- _What to do_: Write the next part of the InLegalBERT role classifier training notebook, starting right after its final import statement.

- _Source excerpt_:
# InLegalBERT Role Classifier Training

This notebook trains a rhetorical role classifier for Indian legal judgments using **InLegalBERT** as the base model.

## Model Information
- **Base Model:** `law-ai/InLegalBERT` (pre-trained on 5.4M Indian legal documents)
- **Task:** Multi-class sentence classification into 7 rhetorical roles
- **Dataset:** `train_final/` directory

## The 7 Rhetorical Roles
1. **Facts** - Background and case events
2. **Issue** - Legal questions to resolve
3. **Arguments of Petitioner (AoP)** - Petitioner's claims
4. **Arguments of Respondent (AoR)** - Respondent's counter-arguments
5. **Reasoning** - Court's legal analysis
6. **Decision** - Final judgment
7. **None** - Other content

## 1. Environment Setup

In [None]:
# Install required packages
!pip install transformers>=4.35.0 torch>=2.0.0 datasets scikit-learn pandas numpy tqdm matplotlib seaborn

In [None]:
# Import libraries
import os
import json
import torch
import numpy as np
import pandas as pd
from pathlib import Path
from tqdm.auto import tqdm
import matplotlib.pyplot as plt
import seaborn as sns
from typing import List, Dict, Tuple

from transformers import (
    AutoTokenizer,
    AutoModelForSequenceClassification,
    TrainingArguments,
    Trainer,
    EarlyStoppingCallback,
    DataCollatorWithPadding
)

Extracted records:
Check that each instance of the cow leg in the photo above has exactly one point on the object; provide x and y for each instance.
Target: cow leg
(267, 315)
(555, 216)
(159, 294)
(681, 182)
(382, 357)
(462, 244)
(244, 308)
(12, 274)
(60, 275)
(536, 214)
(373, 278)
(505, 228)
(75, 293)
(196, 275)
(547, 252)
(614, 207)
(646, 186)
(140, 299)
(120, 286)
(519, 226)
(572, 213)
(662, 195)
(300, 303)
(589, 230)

- _In response_:
from datasets import Dataset, DatasetDict
from sklearn.metrics import (
    classification_report,
    confusion_matrix,
    accuracy_score,
    f1_score,
    precision_score,
    recall_score
)

# Set random seeds for reproducibility
import random
random.seed(42)
np.random.seed(42)
torch.manual_seed(42)
if torch.cuda.is_available():
    torch.cuda.manual_seed_all(42)

print(f"PyTorch version: {torch.__version__}")
print(f"CUDA available: {torch.cuda.is_available()}")
if torch.cuda.is_available():
    print(f"CUDA device: {torch.cuda.get_device_name(0)}")
    print(f"CUDA memory: {torch.cuda.get_device_properties(0).total_memory / 1e9:.2f} GB")

## 2. Configuration

In [None]:
# Configuration
class Config:
    # Paths
    DATASET_ROOT = Path("/root/dataset")
    TRAIN_DIR = DATASET_ROOT / "train_final"
    VAL_DIR = DATASET_ROOT / "val"
    TEST_DIR = DATASET_ROOT / "test"
    OUTPUT_DIR = Path("./models/inlegalbert_classifier")
    LOGS_DIR = Path("./logs")
    
    # Model
    MODEL_NAME = "law-ai/InLegalBERT"
    MAX_LENGTH = 256  # Maximum sequence length
    
    # Role labels
    ROLES = [
        "Facts",
        "Issue",
        "Arguments of Petitioner",
        "Arguments of Respondent",
        "Reasoning",
        "Decision",
        "None"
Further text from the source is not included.